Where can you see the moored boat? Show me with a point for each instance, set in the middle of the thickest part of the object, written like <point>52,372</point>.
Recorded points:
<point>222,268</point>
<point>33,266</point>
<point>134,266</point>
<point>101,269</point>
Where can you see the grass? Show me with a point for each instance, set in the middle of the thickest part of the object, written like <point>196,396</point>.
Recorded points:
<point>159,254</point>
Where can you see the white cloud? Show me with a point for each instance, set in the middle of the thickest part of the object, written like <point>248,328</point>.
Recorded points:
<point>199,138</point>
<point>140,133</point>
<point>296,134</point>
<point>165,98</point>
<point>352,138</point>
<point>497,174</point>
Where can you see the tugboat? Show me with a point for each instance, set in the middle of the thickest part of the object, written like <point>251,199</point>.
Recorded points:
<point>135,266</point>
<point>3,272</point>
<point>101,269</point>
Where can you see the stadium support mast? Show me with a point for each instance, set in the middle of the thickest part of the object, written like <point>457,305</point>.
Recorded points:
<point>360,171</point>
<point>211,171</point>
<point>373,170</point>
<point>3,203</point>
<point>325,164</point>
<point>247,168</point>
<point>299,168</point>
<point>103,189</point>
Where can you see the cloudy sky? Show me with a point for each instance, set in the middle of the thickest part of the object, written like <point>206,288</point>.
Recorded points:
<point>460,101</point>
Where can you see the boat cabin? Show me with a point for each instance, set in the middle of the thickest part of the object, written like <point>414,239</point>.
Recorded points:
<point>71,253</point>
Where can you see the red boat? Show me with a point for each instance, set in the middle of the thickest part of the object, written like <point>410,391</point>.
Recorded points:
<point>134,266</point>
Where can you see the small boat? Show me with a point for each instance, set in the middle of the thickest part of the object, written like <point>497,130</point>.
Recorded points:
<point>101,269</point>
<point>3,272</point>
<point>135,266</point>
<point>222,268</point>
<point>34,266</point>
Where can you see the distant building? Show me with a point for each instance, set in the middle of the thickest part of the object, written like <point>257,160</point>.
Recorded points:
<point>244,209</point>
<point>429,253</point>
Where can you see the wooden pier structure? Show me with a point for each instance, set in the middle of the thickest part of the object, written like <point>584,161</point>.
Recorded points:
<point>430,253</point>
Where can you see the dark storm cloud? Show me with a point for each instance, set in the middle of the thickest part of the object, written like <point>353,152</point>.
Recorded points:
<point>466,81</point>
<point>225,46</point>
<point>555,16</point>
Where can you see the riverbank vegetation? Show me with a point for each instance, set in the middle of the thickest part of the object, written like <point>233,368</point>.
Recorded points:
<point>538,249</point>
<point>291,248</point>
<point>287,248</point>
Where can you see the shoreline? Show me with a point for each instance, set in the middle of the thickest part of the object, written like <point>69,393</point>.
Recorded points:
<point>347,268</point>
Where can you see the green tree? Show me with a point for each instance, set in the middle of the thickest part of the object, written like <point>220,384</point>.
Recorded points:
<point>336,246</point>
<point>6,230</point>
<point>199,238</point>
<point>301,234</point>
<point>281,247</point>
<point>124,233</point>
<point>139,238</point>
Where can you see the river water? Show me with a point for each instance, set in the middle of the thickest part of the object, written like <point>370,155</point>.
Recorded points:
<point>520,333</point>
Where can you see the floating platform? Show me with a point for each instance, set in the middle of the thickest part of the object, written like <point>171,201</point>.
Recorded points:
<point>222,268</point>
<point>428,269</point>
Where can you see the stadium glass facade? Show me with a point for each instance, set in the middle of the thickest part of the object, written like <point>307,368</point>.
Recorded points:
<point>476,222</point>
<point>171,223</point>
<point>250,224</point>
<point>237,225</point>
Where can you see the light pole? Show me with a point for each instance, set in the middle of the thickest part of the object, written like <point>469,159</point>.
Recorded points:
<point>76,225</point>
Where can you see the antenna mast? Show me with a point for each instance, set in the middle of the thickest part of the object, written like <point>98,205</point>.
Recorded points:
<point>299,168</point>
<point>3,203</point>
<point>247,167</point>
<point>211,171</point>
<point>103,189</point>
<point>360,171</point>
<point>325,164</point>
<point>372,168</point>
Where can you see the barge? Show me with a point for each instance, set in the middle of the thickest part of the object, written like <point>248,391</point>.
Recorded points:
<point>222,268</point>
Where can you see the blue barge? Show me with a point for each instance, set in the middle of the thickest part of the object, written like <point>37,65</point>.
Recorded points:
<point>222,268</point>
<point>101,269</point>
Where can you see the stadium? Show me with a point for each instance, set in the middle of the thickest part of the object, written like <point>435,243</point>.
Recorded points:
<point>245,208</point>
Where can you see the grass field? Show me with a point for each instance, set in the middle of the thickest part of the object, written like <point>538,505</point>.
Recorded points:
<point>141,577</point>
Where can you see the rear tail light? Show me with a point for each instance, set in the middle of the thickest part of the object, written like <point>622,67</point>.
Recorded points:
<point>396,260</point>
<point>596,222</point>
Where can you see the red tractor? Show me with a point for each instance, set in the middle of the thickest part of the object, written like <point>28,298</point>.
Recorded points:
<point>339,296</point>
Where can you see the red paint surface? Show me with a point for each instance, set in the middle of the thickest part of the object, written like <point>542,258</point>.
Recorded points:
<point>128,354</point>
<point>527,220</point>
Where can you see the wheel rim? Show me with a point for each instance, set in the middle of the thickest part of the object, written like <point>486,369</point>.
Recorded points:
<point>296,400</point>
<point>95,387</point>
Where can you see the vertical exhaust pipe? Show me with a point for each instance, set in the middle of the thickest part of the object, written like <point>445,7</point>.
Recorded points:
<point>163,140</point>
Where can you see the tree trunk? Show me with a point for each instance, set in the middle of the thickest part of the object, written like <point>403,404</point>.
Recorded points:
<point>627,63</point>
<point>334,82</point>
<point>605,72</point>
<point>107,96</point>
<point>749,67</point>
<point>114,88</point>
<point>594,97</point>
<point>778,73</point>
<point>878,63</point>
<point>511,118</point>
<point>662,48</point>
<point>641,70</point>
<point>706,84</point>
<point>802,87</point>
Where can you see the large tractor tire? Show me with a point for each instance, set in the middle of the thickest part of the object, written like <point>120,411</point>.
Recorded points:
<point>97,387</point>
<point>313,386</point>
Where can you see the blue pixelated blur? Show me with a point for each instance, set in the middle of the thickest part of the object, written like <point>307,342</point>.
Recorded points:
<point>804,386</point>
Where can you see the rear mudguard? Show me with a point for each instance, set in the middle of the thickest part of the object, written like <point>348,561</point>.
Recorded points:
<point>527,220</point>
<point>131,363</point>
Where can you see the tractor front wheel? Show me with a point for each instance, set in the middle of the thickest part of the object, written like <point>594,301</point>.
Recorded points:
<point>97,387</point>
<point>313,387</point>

===============

REQUIREMENTS: Reproduce the lines of the entries above word for word, starting at the line that contains "Where can you see the green" and ending at the line that contains "<point>520,333</point>".

THE SOLUTION:
Where can you see the green tree? Show me with a point for each instance, set in the middle of the thickest part of the object, written like <point>220,384</point>.
Recorded points:
<point>336,246</point>
<point>6,230</point>
<point>199,238</point>
<point>301,234</point>
<point>281,247</point>
<point>124,233</point>
<point>139,238</point>
Where can you see the river water? Show me with a point for each instance, set in the middle of the thickest part of the object, written like <point>370,155</point>.
Recorded points:
<point>520,333</point>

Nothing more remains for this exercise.